§ **Exercise objective**
Pull out every line of the entries below that contains the string "positive", matching case exactly.

Available records Start Marker

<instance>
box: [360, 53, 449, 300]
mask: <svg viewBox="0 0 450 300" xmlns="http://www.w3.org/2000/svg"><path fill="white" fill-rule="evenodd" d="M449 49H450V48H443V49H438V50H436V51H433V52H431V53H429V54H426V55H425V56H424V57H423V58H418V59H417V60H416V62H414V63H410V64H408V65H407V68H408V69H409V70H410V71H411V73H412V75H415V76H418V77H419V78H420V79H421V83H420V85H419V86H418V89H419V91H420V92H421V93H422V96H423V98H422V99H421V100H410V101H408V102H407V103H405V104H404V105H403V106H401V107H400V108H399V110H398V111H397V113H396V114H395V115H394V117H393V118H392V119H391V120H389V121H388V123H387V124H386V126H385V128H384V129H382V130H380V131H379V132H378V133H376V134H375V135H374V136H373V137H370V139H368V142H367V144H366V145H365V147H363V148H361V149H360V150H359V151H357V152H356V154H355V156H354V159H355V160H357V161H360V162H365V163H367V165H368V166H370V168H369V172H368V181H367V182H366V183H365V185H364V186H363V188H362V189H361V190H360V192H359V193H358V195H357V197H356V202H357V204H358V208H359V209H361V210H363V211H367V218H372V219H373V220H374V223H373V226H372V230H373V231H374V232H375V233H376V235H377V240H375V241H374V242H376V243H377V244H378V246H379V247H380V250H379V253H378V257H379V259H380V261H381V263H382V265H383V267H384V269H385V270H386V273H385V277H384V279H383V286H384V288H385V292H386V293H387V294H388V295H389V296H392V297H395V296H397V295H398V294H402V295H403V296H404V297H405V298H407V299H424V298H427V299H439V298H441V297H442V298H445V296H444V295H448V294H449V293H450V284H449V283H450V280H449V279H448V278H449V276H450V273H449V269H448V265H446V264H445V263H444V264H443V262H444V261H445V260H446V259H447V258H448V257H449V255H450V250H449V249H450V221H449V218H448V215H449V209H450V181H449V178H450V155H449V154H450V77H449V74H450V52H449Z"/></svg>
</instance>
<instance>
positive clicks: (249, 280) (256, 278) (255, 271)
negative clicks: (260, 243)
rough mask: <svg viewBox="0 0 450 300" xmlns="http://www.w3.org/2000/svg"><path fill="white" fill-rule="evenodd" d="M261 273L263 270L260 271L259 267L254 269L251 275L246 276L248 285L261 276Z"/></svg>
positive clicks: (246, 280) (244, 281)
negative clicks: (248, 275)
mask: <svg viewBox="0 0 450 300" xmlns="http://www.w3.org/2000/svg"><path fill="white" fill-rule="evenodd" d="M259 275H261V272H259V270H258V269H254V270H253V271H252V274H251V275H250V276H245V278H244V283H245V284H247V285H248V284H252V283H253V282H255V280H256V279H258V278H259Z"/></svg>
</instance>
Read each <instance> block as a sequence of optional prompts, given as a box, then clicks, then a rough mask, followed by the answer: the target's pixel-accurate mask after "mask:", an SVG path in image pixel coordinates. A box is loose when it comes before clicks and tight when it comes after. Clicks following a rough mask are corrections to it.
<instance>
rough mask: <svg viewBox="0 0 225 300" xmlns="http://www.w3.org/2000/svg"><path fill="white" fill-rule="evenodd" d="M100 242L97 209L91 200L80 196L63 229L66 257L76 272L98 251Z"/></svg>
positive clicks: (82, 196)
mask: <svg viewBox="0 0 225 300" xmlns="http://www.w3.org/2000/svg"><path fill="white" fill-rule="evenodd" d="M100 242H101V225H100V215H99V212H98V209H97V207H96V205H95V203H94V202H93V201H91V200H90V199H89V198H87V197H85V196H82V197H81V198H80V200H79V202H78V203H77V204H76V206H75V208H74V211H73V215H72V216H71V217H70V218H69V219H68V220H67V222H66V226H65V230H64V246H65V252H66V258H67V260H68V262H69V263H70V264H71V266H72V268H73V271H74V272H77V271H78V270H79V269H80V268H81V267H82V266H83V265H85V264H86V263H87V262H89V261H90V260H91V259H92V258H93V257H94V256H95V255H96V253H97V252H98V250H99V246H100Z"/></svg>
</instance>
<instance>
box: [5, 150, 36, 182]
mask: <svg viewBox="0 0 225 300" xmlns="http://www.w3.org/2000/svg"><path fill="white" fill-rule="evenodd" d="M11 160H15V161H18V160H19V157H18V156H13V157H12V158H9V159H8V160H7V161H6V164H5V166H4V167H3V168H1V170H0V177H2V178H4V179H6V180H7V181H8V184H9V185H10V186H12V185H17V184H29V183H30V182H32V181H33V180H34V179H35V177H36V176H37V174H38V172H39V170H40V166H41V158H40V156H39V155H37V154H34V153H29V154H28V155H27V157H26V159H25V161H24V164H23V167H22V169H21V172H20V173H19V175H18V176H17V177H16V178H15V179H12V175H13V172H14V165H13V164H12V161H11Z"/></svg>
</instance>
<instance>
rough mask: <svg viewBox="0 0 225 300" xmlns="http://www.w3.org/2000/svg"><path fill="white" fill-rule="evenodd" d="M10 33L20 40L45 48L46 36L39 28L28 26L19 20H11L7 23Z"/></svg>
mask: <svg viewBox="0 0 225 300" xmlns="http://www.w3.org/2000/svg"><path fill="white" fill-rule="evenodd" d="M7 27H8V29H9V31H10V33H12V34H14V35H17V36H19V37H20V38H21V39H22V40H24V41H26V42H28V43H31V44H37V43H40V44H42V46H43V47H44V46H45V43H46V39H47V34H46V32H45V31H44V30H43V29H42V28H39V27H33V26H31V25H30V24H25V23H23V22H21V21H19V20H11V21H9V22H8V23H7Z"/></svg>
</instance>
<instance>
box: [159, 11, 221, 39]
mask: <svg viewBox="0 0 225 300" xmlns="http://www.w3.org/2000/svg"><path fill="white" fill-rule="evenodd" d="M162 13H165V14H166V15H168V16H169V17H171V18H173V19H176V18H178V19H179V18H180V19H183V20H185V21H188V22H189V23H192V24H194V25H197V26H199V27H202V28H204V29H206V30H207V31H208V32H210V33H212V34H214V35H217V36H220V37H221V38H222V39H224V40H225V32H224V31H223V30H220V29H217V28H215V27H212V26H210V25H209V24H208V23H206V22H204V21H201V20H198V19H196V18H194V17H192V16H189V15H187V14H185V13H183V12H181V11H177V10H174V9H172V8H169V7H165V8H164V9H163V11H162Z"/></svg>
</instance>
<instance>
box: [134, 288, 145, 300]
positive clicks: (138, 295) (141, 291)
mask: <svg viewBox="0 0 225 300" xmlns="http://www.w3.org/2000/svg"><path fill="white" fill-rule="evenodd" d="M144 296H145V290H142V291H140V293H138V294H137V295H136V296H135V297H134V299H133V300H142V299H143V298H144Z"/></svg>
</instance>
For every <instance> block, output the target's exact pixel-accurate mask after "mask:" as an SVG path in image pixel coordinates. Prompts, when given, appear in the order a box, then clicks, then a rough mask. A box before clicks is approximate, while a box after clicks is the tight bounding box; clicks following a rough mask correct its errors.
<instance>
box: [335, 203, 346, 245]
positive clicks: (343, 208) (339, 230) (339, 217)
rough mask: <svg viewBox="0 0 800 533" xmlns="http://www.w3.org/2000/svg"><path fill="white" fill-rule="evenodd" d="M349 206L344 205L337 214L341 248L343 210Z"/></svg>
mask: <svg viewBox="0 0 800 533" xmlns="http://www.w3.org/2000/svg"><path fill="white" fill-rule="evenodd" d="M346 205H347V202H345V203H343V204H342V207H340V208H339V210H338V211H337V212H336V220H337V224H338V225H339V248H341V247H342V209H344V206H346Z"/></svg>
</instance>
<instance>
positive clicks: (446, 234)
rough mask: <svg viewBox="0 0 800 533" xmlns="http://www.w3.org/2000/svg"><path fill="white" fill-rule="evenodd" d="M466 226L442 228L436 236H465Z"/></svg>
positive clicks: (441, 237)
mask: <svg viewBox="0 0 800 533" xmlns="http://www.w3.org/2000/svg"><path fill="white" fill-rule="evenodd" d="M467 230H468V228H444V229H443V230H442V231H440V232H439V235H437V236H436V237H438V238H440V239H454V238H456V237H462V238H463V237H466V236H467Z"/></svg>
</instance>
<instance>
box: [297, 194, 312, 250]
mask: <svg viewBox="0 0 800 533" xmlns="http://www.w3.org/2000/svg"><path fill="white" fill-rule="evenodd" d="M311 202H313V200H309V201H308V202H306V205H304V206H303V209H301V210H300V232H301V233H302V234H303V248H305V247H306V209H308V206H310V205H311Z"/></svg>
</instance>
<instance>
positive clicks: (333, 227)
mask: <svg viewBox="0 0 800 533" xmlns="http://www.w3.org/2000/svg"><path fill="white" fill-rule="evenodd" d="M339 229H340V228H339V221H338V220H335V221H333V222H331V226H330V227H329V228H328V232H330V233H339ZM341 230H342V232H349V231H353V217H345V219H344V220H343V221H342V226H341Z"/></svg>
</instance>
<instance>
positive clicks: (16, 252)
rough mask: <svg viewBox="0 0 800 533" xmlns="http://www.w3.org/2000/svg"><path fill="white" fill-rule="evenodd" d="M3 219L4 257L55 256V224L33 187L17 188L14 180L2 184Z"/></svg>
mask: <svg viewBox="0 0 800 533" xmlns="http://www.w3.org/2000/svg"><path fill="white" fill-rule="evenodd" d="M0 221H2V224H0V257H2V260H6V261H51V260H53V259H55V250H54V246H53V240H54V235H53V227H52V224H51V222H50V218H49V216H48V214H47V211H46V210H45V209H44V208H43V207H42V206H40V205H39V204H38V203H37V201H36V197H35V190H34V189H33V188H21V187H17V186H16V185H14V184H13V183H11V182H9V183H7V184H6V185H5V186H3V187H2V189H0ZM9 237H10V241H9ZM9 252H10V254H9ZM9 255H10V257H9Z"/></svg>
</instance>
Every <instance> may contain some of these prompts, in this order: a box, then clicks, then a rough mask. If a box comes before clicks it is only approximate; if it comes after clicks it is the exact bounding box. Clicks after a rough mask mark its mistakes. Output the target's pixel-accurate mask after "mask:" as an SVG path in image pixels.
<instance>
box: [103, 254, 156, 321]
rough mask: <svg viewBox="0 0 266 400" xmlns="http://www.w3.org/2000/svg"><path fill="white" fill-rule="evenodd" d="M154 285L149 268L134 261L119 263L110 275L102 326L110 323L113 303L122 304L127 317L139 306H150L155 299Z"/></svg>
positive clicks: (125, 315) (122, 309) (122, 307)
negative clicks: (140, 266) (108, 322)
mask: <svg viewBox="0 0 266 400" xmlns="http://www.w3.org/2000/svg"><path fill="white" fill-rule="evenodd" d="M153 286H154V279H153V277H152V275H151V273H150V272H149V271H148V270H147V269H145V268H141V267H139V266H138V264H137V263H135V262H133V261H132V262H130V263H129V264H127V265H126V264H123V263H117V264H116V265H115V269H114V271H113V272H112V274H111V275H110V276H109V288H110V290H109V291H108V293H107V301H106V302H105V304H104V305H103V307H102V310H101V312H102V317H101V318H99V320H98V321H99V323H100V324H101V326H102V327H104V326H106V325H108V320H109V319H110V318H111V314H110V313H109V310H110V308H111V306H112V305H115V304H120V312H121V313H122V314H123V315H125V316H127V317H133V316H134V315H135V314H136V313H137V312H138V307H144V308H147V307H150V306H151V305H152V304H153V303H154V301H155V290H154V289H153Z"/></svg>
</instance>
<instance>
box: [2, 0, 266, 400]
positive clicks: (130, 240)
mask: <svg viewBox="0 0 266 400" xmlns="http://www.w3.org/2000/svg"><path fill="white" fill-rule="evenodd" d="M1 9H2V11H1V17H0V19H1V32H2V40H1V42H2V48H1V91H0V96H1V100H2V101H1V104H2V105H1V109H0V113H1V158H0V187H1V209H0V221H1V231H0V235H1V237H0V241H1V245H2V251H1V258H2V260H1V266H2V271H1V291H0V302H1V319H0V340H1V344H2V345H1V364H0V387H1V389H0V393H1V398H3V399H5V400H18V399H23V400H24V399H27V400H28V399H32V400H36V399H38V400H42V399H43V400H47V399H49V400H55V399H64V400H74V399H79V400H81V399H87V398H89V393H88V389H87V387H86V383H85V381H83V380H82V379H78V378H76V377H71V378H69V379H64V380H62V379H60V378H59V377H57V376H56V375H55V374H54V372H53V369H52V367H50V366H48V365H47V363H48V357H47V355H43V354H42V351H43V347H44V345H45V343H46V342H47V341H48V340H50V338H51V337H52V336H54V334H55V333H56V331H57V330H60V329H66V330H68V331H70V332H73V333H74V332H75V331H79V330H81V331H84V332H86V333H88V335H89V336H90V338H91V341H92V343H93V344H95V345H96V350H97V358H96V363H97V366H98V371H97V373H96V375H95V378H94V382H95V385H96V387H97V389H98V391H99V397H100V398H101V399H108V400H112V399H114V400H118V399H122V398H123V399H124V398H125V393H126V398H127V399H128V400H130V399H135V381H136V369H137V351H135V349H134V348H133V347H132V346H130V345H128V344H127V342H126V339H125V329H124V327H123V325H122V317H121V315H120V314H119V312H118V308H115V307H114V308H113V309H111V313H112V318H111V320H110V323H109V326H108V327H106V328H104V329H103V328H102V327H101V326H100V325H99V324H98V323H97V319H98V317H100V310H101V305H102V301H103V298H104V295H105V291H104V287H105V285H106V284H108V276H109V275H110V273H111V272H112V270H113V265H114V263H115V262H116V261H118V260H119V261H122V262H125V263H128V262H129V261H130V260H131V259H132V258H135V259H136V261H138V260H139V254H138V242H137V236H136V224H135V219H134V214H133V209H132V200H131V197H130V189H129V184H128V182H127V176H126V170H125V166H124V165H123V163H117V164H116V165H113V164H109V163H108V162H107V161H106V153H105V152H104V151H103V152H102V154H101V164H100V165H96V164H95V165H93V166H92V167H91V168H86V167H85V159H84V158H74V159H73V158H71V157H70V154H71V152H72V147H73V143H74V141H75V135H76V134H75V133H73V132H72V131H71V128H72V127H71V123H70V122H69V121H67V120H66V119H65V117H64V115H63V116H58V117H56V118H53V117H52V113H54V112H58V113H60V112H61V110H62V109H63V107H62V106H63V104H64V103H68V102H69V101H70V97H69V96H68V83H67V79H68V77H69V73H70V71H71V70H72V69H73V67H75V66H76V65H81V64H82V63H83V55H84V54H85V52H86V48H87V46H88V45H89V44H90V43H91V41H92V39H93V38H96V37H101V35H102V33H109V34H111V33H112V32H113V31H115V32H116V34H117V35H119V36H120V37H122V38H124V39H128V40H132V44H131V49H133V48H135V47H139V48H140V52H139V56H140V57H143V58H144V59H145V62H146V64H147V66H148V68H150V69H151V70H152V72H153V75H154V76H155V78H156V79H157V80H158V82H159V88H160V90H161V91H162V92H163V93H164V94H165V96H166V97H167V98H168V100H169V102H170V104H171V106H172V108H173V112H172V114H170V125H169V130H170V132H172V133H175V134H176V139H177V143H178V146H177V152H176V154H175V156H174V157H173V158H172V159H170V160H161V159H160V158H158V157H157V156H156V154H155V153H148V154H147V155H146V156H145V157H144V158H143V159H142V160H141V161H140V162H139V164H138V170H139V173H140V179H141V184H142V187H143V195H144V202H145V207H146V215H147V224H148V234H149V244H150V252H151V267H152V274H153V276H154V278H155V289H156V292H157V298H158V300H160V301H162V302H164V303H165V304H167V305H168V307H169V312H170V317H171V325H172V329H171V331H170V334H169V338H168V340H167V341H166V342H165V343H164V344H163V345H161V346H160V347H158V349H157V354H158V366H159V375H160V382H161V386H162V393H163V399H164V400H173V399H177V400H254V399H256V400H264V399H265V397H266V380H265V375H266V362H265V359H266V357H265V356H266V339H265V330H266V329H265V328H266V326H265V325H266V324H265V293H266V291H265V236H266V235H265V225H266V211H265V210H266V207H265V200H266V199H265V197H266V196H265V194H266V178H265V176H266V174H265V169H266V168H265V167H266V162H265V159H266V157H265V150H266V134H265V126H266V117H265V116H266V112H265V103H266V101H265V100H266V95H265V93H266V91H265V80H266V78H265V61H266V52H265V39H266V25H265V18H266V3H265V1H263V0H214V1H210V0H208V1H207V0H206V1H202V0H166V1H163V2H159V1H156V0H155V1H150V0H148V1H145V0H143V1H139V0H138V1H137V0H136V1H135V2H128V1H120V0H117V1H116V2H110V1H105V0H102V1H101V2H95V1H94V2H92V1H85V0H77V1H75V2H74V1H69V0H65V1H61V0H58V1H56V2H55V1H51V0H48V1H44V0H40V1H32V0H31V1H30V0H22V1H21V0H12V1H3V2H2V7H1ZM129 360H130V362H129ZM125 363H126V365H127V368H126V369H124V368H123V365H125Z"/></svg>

Available records End Marker

§ **Reply**
positive clicks: (249, 280) (256, 278) (255, 271)
positive clicks: (246, 280) (244, 281)
positive clicks: (82, 196)
positive clicks: (138, 295) (141, 291)
positive clicks: (343, 208) (339, 230) (339, 217)
positive clicks: (446, 234)
positive clicks: (441, 237)
positive clicks: (333, 227)
positive clicks: (16, 252)
positive clicks: (125, 315) (122, 309) (122, 307)
positive clicks: (130, 240)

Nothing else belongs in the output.